I sat with my cat, Faith, in the waiting room of the veterinarian. Faith, a rescue, had been in our family for nearly 11 of her 14 years. And I’d strongly suspected this might be our last trip together.
During her physical, the vet started listing what was wrong. After four years of hyperthyroidism, she now had detached retinas (leading to blindness), renal failure, massive dehydration, and a troubling abdominal issue that might be cancerous.
“There’s a lot going on,” the doctor said, “and while we can do more tests, there’s not many treatments we can really offer …”
My son, 7, understands death. He knew what I meant when I said Faith wasn’t coming home again. He wasn’t there as I held her, or as I looked on when the doctor added a medicine into a syringe. And he wasn’t there as I killed our pet. Yes, it was the humane thing to do, and yes she’d been suffering for months, but I still felt horrible. Like a twisted murderer.
That night, I held my sobbing son in my arms. Grief overrode him, and while I tried to talk to him about the decision, I couldn’t help but wonder about what I’d done. Who am I to play God? At the same time, how will I feel someday if my son has to make the same call about me?
We all live on borrowed time. Eventually, that time runs out. It’s not a pleasant thought, but I couldn’t help but wonder about my final days. Will I deteriorate and my body collapse issue by issue? Will my son, this same sensitive child I’ve raised, determine what to do with his old man’s body? How can I help him understand the nuances and complexities of this decision when I barely understand them myself?
Yes, she was just a cat. She brought joy to our lives before she crossed the so-called “Rainbow Bridge.” Yes, we made the right choice. And yes, in the grand scheme of things, with wars raging, people suffering, a world pummeled by climate change, racism, violence, political uncertainty and more … well, this all seems kind of minor.
Yet, isn’t this minor brush with death the most important reminder of all? If death is the shadow of life we all ignore, maybe it’s good to occasionally recognize that death is there, and not something to be feared. Maybe it’s good to show my son the tears and fears, and hope that within his small, sensitive heart, he has learned that we are all doing the best we can.
I spent the next day setting aside extra time for the kids. We started decorating the house early for Christmas, singing songs and visiting the playground. Not simply to distract, but to remember that in this borrowed time of ours, every moment counts. And as we said goodbye to a pet, we are reminded of how fortunate we are to have such a loving family.
And together, even with the world seeming to succumb to its many ailments around us, we’ll keep focusing on the joys.

_ _ _

§ **HOW TO COMPLETE THIS TASK**:
Answer from the essay about the cat Faith:
(a) For how many of her 14 years had Faith been in the family?
(b) How old is the writer's son?
(c) Which holiday did the family begin decorating the house for early?

_ _ _

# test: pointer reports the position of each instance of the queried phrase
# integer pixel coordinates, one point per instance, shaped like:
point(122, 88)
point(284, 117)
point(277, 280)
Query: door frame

_ _ _

§ **COMPLETED EXERCISE**:
(a) Nearly 11 years.
(b) Seven.
(c) Christmas.